━━ Records shown ━━

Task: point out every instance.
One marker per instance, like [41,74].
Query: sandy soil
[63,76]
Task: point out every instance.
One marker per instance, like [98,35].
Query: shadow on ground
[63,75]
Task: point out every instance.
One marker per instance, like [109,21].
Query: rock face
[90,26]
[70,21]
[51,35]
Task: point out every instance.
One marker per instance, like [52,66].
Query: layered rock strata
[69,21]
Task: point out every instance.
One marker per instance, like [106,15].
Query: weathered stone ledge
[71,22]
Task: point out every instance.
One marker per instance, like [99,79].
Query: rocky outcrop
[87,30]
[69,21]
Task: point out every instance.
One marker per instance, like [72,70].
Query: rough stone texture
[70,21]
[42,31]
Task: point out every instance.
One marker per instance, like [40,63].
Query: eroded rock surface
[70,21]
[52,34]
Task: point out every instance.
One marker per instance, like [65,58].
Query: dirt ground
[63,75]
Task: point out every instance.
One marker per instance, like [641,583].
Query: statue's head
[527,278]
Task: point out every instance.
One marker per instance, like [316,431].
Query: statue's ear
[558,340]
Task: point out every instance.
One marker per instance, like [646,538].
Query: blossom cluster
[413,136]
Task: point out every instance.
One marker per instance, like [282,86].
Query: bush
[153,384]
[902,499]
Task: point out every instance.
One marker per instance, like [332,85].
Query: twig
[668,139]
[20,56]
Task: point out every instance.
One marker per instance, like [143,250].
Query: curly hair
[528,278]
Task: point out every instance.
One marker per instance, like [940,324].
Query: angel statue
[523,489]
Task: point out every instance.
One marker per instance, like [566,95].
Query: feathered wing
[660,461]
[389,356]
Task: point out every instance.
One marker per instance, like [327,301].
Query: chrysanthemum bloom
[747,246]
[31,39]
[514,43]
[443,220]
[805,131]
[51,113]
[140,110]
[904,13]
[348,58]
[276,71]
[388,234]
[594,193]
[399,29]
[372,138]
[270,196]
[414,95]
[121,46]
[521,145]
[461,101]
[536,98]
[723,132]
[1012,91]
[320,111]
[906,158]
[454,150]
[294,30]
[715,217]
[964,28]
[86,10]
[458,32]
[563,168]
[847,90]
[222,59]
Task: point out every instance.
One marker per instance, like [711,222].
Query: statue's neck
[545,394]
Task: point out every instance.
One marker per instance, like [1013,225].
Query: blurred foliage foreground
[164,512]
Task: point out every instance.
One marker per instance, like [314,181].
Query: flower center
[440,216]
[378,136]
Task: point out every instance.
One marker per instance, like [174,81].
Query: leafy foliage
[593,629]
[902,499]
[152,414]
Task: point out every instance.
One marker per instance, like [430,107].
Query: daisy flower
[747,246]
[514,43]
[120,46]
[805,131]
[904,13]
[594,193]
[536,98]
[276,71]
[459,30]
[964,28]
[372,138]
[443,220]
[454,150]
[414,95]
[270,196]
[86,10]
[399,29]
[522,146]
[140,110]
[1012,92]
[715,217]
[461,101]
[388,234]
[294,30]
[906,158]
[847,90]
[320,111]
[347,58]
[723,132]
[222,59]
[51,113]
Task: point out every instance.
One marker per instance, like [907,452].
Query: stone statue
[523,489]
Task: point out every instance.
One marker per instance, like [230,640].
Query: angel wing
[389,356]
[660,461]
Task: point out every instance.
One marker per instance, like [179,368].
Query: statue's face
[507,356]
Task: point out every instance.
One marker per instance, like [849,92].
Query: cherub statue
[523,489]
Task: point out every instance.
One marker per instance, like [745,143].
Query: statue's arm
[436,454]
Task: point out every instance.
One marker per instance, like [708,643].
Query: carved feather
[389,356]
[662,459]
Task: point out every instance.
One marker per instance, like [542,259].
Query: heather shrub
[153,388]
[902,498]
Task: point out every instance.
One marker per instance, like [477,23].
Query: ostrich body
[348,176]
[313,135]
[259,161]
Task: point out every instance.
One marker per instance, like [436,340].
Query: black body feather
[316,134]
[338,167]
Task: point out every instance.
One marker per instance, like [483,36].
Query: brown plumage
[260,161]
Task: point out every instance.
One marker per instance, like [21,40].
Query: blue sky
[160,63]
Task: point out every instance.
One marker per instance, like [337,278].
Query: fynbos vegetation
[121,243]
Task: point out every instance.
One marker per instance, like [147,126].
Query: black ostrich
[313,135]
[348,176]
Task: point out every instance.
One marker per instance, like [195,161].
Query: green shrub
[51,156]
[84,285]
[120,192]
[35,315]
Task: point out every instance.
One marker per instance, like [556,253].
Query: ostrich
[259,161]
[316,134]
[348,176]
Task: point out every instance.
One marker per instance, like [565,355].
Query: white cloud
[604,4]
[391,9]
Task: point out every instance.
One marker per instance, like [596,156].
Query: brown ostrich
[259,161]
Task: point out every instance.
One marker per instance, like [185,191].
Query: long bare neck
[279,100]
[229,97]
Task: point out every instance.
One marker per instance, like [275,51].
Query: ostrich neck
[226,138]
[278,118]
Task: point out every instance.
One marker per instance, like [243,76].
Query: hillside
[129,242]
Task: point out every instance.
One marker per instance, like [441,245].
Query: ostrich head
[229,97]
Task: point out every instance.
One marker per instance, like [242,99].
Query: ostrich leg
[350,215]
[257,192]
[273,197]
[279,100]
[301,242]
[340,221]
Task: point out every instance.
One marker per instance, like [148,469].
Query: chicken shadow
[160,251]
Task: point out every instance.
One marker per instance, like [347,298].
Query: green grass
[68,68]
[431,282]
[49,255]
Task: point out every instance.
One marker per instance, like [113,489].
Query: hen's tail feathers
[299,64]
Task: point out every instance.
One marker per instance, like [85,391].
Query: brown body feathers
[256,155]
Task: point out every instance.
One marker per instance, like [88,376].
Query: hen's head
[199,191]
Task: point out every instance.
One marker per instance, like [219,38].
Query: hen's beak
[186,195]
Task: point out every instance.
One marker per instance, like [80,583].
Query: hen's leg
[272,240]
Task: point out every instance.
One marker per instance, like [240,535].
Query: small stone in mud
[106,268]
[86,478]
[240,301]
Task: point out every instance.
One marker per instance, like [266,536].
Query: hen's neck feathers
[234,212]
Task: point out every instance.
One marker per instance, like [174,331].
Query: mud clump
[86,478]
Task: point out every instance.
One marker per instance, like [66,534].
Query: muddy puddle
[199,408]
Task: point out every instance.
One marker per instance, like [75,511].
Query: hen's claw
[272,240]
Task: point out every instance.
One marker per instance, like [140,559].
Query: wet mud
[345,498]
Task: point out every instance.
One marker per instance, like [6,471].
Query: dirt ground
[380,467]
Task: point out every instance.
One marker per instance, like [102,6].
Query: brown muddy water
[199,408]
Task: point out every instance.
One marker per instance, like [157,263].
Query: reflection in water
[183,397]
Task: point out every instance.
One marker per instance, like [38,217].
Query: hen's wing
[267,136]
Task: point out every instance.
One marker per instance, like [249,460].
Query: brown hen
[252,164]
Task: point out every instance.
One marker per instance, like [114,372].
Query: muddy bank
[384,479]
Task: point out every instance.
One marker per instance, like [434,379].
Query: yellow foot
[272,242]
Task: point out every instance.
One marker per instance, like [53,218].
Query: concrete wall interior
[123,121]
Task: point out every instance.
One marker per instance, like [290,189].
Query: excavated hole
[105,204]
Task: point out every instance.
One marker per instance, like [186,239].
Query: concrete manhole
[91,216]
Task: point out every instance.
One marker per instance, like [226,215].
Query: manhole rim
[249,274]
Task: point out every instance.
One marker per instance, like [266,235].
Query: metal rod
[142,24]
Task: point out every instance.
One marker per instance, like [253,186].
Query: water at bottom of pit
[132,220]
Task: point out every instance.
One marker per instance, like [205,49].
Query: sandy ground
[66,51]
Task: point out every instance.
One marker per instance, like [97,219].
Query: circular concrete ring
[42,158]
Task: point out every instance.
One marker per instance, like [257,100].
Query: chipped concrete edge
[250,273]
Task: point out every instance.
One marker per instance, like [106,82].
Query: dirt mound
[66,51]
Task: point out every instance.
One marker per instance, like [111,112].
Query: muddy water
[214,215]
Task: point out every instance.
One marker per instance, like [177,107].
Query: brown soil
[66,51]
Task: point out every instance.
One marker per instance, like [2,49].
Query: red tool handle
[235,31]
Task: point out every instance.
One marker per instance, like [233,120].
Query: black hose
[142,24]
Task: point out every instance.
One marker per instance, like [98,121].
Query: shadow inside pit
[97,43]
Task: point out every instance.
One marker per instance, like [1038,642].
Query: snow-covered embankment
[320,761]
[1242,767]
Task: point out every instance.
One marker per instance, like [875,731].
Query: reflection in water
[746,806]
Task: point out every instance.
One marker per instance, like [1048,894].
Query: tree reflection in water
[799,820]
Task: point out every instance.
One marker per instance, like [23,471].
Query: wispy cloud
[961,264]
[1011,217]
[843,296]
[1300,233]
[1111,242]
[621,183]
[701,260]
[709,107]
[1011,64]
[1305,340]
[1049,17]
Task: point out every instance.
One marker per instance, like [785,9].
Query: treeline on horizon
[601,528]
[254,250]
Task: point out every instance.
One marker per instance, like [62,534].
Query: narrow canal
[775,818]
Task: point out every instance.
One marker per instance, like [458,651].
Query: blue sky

━━━

Above are the lines; repeat exactly the ones from the line containing "One marker per instance, like [177,107]." down to the line containing "One marker per instance, like [233,120].", both inclusive.

One marker per instance, like [177,107].
Query: brown soil
[66,51]
Task: point out every instance.
One marker per instance, like [2,49].
Query: red tool handle
[235,31]
Task: point out every instance.
One marker per instance, like [233,120].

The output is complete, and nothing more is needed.